> Requirement
Put the lines below into a JSON list of strings, one string per line, skipping any blank lines. Leave the pictures out of your answer.

(Object position labeling entries)
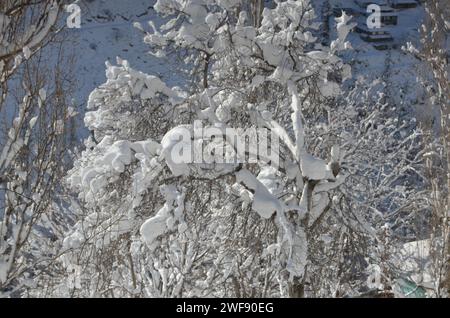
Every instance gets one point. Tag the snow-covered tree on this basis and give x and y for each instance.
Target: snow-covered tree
(153, 226)
(33, 141)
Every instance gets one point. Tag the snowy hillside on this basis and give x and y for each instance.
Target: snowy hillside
(224, 148)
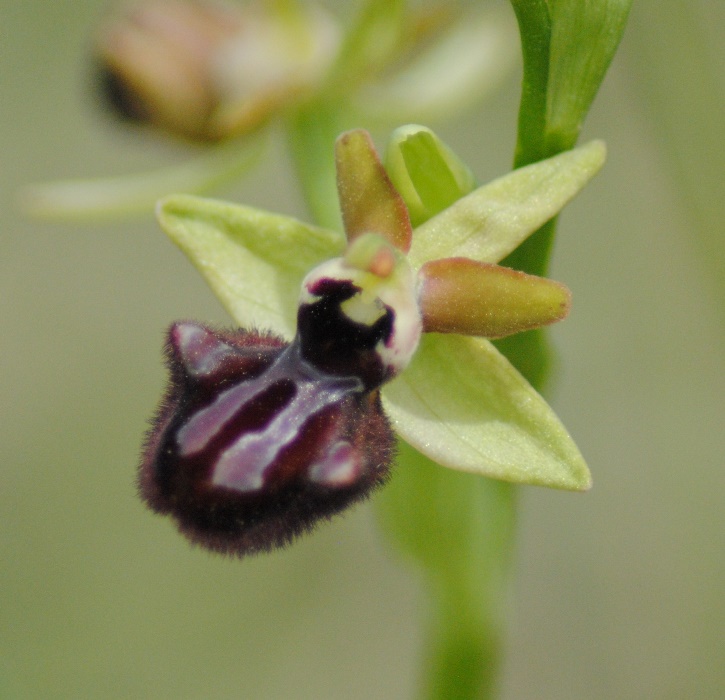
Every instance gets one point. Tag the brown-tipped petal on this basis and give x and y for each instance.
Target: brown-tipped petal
(368, 200)
(459, 295)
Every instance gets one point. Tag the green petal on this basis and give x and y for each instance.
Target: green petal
(463, 405)
(253, 261)
(368, 200)
(584, 39)
(459, 295)
(494, 219)
(427, 173)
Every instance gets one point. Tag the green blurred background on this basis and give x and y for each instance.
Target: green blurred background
(619, 592)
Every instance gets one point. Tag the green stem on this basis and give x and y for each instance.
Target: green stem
(311, 135)
(535, 30)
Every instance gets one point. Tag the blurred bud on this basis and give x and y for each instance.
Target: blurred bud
(206, 71)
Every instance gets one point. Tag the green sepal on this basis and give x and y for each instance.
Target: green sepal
(584, 39)
(493, 220)
(463, 405)
(254, 261)
(427, 173)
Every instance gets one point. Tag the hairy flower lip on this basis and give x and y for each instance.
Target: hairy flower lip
(460, 402)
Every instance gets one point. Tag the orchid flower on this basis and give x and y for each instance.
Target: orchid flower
(387, 316)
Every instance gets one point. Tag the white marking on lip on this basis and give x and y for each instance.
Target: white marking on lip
(242, 466)
(339, 467)
(201, 351)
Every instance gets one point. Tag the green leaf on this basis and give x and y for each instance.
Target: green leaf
(459, 527)
(493, 220)
(463, 65)
(463, 405)
(427, 173)
(584, 39)
(253, 261)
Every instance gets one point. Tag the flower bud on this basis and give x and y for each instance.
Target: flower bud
(206, 71)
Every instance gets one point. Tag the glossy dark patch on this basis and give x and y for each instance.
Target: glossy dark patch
(334, 343)
(253, 443)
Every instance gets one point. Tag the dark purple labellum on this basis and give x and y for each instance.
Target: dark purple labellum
(253, 443)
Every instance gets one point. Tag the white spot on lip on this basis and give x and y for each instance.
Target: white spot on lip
(339, 467)
(201, 351)
(365, 312)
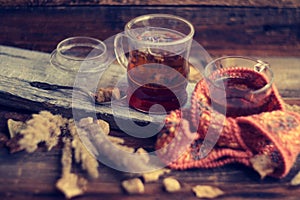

> Reply
[
  "Every instance gets one point. Tag the snow-covered tree on this basis and give x and y for each instance.",
  "Target: snow-covered tree",
  "(153, 226)",
  "(33, 141)",
  "Every instance gets one point. Tag the snowy hillside on this basis and give x and y for each instance.",
  "Target: snowy hillside",
  "(224, 148)",
  "Every instance gets one point. Tag the brown-tipped petal on this basis and give x and y for each instance.",
  "Target: brown-tipped petal",
  "(368, 200)",
  "(459, 295)",
  "Every instance gets one point. Tag the green petal on this basis and give x and y for each instance.",
  "Target: green petal",
  "(463, 405)",
  "(253, 261)",
  "(368, 200)",
  "(584, 39)",
  "(459, 295)",
  "(494, 219)",
  "(427, 173)",
  "Every instance gets one point. Tag the green blurred background on this basis and give x and y for each instance.",
  "Target: green blurred background",
  "(619, 592)",
  "Every instance gets one point. Tag the green stem on this basis and give x and y for each instance.",
  "Target: green stem",
  "(311, 135)",
  "(535, 30)",
  "Every instance gets one point. Tag the blurred bud on this basis and give x and y for each instance.",
  "Target: blurred bud",
  "(206, 71)",
  "Every instance gets one point. Tag the green sepal on this basis and give x and y for each instance.",
  "Target: green sepal",
  "(584, 39)",
  "(493, 220)",
  "(463, 405)",
  "(254, 261)",
  "(427, 173)",
  "Every instance gets one point. Tag the hairy flower lip on this basis and give x and y for each instance.",
  "Target: hairy flower lip",
  "(460, 402)",
  "Every instance gets one point. Tag the orchid flower on this basis and give x and y for each instance.",
  "Target: orchid flower",
  "(387, 316)",
  "Every instance gets one point. Tag the white marking on lip on this basis and give x and y for each instance.",
  "Target: white marking on lip",
  "(242, 466)",
  "(339, 467)",
  "(201, 351)",
  "Every instance gets one point. Tag the green leaf on this basis and give x and y for each instance.",
  "Target: green leaf",
  "(459, 527)",
  "(493, 220)",
  "(463, 65)",
  "(463, 405)",
  "(427, 173)",
  "(584, 39)",
  "(253, 261)",
  "Every instance gets one point. Tag the flower bud on this basis and give x and y for each instance.",
  "Target: flower bud",
  "(206, 71)",
  "Every instance gets one point. Tag the glossy dark patch on this basis and give x and y for each instance.",
  "Target: glossy dark patch",
  "(334, 343)",
  "(253, 443)",
  "Every instance gets one point. Tag the dark purple labellum on this basis and give x and y for each instance.",
  "Target: dark purple labellum",
  "(253, 443)",
  "Every instance gets one point. Tag the white spot on lip on this basis and give x and y for each instance.",
  "Target: white spot on lip",
  "(339, 467)",
  "(201, 351)",
  "(365, 312)"
]